• _Data lines_:
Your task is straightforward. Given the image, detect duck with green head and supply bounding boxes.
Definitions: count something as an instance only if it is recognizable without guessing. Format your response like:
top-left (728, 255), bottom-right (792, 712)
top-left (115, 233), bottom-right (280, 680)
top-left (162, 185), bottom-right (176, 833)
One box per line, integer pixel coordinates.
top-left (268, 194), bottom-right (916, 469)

• _What you have to do_:
Copy the records above line for line, changing nothing.

• _The response_:
Your task is straightforward. Given the image, detect duck with green head and supply bounding boxes.
Definitions: count something as an instance only if it is recognizable without guessing. Format your response like:
top-left (728, 255), bottom-right (792, 712)
top-left (115, 233), bottom-right (280, 680)
top-left (162, 185), bottom-right (176, 833)
One box per line, integer pixel coordinates.
top-left (268, 194), bottom-right (916, 469)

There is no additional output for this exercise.